Dataset excerpt
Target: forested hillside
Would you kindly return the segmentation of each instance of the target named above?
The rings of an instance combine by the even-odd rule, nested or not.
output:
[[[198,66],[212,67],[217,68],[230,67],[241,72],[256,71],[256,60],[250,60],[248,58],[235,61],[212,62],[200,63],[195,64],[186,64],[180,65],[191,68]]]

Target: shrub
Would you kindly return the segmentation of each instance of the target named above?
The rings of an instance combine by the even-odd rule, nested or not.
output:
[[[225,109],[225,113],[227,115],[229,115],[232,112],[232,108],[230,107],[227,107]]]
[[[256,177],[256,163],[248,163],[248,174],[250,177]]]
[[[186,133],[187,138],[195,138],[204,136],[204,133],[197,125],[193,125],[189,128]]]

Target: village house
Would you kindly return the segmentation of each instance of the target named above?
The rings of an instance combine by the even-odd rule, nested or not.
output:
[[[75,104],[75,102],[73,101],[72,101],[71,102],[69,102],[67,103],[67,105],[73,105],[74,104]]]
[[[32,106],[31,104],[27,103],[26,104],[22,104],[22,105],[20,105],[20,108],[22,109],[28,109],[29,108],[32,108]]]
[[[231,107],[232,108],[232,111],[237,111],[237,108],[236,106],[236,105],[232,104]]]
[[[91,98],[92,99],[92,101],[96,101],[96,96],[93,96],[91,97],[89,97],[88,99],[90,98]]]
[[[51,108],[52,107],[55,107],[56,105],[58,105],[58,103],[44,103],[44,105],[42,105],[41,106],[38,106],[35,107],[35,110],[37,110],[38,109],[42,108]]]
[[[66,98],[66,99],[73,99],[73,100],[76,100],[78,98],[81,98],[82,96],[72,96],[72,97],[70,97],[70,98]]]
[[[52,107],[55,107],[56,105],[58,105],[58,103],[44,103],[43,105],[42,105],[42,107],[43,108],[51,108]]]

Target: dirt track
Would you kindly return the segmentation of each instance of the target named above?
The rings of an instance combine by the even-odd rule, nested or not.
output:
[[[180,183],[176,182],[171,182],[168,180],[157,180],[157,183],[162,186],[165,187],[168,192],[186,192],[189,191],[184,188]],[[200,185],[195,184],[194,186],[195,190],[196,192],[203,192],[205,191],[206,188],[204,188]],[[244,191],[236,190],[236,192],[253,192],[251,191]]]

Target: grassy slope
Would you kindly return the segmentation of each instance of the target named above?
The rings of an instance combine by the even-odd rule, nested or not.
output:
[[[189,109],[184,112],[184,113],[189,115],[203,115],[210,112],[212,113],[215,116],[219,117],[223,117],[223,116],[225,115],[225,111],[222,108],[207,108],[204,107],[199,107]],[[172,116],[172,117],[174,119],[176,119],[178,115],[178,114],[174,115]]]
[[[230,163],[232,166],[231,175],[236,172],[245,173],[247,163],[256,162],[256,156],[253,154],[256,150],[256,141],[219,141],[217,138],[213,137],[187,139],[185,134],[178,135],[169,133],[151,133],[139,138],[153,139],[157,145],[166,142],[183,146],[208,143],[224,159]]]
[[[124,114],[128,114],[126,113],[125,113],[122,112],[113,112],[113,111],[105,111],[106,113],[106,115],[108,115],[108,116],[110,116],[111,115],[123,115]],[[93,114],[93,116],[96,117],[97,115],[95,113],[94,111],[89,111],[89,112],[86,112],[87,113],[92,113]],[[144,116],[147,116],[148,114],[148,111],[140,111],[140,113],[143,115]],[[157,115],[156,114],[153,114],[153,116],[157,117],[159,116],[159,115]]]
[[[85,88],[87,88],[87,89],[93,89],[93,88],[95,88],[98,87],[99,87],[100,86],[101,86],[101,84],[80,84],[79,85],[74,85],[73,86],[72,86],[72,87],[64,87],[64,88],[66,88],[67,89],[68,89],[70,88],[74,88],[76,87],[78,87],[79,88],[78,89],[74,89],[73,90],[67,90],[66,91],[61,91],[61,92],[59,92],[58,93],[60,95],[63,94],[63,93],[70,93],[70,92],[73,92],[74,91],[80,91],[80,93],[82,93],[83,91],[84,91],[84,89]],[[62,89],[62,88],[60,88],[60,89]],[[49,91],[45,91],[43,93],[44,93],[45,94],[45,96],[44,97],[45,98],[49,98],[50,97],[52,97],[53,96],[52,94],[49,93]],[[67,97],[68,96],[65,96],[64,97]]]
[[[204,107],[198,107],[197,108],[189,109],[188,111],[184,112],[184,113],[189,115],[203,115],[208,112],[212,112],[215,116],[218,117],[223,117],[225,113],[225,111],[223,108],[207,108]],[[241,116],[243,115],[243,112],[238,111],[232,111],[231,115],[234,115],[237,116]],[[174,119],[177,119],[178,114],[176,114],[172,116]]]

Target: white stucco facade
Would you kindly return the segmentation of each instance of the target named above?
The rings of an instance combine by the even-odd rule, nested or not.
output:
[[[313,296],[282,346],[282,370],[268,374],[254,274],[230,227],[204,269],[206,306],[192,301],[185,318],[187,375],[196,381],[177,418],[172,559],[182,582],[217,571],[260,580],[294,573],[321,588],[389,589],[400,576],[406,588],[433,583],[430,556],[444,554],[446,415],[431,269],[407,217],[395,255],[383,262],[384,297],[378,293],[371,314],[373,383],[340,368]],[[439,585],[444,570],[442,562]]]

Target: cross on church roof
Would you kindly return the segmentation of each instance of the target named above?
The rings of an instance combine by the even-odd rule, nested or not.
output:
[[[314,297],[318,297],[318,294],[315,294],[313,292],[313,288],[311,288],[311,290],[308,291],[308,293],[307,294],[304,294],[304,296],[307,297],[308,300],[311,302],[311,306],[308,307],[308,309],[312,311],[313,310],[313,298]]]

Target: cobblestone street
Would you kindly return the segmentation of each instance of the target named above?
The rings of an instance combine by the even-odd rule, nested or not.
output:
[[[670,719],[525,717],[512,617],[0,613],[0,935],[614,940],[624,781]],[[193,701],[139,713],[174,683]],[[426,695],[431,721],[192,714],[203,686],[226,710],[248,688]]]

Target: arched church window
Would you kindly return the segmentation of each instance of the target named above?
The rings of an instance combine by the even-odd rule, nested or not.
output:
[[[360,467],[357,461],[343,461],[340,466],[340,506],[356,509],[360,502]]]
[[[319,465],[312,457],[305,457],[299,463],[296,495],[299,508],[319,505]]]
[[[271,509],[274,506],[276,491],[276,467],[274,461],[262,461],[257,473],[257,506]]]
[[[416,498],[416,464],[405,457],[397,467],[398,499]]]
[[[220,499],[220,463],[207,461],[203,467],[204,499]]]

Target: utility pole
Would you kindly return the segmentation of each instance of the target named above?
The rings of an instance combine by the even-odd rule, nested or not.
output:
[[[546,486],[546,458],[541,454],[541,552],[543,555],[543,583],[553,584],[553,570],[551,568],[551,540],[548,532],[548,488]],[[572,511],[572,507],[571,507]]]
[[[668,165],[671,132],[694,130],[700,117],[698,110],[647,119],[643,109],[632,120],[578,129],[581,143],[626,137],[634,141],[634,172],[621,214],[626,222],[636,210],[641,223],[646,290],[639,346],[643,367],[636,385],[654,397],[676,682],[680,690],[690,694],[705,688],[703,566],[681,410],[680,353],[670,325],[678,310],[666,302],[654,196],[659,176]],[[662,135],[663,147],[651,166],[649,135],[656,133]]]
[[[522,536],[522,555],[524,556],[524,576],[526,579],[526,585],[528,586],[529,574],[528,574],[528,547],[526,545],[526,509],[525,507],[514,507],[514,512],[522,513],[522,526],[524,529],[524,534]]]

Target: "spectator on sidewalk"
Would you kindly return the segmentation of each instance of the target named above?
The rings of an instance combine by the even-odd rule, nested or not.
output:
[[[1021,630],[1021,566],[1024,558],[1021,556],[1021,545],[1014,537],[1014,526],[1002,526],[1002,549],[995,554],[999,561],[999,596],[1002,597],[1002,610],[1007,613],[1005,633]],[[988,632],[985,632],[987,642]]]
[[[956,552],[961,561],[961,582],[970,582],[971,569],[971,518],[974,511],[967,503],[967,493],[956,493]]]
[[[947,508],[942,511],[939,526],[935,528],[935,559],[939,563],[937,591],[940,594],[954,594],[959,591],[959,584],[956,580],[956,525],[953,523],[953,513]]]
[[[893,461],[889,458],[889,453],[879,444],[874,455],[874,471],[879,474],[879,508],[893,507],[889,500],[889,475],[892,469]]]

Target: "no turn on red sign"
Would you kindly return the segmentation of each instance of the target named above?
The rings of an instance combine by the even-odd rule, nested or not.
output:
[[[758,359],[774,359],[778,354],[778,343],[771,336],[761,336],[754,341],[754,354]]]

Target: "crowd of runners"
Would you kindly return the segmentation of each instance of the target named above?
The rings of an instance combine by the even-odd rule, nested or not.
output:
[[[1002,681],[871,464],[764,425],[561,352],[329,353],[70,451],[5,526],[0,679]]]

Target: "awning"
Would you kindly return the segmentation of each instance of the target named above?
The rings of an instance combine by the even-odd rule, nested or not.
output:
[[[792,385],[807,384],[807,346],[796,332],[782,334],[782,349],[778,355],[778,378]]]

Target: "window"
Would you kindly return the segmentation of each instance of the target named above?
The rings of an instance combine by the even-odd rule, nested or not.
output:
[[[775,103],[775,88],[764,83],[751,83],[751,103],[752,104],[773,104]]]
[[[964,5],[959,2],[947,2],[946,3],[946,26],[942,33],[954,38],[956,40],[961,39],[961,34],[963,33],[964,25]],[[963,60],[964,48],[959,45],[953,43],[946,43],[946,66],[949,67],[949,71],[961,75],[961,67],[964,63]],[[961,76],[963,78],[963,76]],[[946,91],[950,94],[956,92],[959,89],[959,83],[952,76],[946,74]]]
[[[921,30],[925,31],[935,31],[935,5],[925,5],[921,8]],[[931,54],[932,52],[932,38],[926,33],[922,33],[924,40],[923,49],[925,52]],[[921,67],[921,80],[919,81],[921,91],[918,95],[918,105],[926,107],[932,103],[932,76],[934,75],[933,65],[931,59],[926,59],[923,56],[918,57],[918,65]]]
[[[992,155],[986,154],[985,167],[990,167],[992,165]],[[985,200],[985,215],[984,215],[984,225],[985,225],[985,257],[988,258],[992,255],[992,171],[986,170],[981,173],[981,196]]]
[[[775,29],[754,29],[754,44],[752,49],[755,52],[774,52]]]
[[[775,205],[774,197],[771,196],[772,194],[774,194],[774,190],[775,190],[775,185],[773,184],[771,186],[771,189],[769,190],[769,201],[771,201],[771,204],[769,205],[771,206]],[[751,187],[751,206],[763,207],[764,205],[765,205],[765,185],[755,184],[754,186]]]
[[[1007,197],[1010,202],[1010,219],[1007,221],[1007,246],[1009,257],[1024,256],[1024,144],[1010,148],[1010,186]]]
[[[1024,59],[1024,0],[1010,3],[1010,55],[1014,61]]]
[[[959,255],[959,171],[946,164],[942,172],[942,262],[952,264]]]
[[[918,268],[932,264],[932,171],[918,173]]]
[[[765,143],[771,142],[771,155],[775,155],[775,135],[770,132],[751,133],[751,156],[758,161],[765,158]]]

== What is being asked ==
How many lines in the entries above contain the word "church", with case counting? Reply with the number alone.

== Result for this task ==
2